— TASK ITEM —
Print the listing below exactly, leaving nothing out.

-- SOURCE MATERIAL follows --

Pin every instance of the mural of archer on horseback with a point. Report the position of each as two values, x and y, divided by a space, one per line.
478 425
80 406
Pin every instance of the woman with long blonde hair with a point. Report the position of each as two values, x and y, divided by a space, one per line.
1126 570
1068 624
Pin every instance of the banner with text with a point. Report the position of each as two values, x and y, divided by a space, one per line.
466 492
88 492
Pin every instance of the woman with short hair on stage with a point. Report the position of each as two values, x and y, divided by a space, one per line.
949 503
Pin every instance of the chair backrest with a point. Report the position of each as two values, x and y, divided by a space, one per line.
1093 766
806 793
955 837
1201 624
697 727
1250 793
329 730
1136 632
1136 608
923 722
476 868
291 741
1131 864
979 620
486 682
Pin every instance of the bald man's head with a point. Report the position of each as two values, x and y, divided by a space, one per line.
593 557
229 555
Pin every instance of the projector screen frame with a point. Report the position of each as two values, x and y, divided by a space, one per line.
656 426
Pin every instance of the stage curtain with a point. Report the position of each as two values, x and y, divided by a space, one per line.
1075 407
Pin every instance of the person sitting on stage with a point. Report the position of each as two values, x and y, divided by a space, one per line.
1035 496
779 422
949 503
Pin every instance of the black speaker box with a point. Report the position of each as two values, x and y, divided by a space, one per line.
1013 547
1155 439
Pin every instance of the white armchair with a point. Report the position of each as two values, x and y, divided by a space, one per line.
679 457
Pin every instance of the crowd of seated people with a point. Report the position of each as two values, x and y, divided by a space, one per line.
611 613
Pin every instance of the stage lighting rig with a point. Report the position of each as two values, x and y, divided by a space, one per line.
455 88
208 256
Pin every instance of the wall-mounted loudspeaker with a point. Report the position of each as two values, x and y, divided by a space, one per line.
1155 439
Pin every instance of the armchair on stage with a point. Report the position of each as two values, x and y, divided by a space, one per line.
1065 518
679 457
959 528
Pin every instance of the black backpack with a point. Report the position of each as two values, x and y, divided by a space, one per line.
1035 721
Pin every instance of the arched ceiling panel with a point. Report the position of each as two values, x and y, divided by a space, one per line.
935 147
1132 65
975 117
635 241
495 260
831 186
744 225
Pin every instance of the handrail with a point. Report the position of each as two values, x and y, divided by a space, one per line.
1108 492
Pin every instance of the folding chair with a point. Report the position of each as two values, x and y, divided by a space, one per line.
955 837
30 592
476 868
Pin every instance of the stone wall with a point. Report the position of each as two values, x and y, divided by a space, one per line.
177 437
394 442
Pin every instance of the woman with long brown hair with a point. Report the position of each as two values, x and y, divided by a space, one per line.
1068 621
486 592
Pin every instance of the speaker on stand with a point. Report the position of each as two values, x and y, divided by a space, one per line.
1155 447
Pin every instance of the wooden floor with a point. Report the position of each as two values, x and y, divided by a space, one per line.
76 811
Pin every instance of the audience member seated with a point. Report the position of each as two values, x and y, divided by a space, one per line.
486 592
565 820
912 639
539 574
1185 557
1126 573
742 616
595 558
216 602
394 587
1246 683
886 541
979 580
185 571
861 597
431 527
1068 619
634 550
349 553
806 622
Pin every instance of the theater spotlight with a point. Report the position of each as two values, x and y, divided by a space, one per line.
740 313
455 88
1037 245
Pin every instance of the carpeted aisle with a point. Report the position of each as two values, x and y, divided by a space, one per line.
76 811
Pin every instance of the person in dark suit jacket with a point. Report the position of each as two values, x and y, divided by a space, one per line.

-- SOURCE MATERIAL concluded --

— SOLUTION TO THIS PROBLEM —
Pin every instance of the mural of archer on horseback with a point. Report the position of each as two values, x and y, divided by a space, one per line.
478 425
80 406
Pin every instance of the woman with long blonde hair with a point. Report the position of each as two values, x and y, divided by a space, one per line.
1126 570
1068 624
Pin every instance of the banner with text with a point. Report the position of each as two values, x and y, divided by a space, one per line.
466 492
88 492
Pin every instance of the woman with short hair on stage with a point. Report the position of each as two values, x and y, divided by a space, one per line.
949 503
Pin every instance of the chair backrest with a point. Report the position of each as two values, x and y, divided by a space, one per line.
1093 766
806 793
955 837
1201 624
697 727
1250 793
329 730
1136 632
1136 608
923 722
476 868
291 741
1131 864
979 620
486 682
Pin every instance of the bald man's head with a point. Report the position of each as two values, x and y, divided by a space, one per line.
593 557
229 555
Pin every instance of the projector screen frame with a point. Report the position of each as two values, x and y, divided by a space, one per line.
656 426
Pin every instance of the stage curtain with a point. Report the position of each as two values, x and y, divided by a space, one per line.
1075 407
Pin every instance of the person sitting on stage with a point. Report the position of each as two values, x and y, divided by a space, one per line.
1035 496
779 422
949 503
Pin every instance of the black speaker box with a point. Report the position of each as two values, x and y, divided by a space, one per line.
1013 547
1155 439
Pin every instance of the white armchair with a point. Report the position of each as two values, x and y, divided by a space, one per line.
679 457
Pin every instance of the crowd of seated people with a point. Report the position of each as two values, x and y, divided by a space, one per line.
611 613
Pin every instance of the stage lighting rig with a point. Report the position of each as two values, x and y, divided by a space, one per line.
455 88
208 256
Pin every instance of the wall-mounted loudspeaker with a point. Report the position of each as two values, x and y, divided by a space, one per line.
1155 439
Pin every instance of the armchair on stage with a point. Report the position of each as two values, x and y, divided by a space, one per line.
1065 518
679 457
959 528
Pin every instance of the black backpack with a point. Report the position of each as two values, x and y, divided by a space, one per line.
1035 721
Pin every instance of the arched ceiling panel with a point. Report the position of each as two values, x and y, divided by a space, one per line.
935 147
1132 65
975 117
635 241
495 260
831 186
744 225
Pin every instance of the handrail with a point. Report the position of each as two values, x and y, divided by a space, one per line.
1108 492
Pin every instance of the folding chair with a point. Report the position of each as two values, x and y, divided by a space, one per line.
955 837
30 592
476 868
Pin every instance of the stone wall with a point. Report the position of each as two values, x and y, divided by a space, one per line.
177 437
394 442
Pin every instance of the woman with long brown hair with a point. Report the position of each as two values, x and y, divided by a space, one per line.
1068 621
486 592
Pin every instance of the speaker on stand with a point. Report the position of each as two values, x and y, divided by a space, one per line.
1155 447
Pin every instance of the wooden floor with a point. Report the position of each as two values, x and y, divided by a space, one per line.
76 811
Pin every instance of the audience member seated with a point. Report the position of each as two values, x and y, divided by a space, one per line.
486 592
565 820
912 639
539 574
1185 557
1126 573
742 616
595 558
216 602
394 587
1246 683
886 541
979 580
185 571
861 597
431 527
1068 619
634 550
349 553
806 622
Pin every instance of the theater spotlight with a point. Report the position of each as two values, x and y, divided by a space, one per line.
740 313
455 88
1037 245
Pin every instance of the carpeted aisle with a point. Report the position of each as two values, x and y, divided by a space, one per line.
76 811
Pin every instance of the person in dark suit jacket with a point. Report the position of each as two values, x and y, divided by a space, one per line.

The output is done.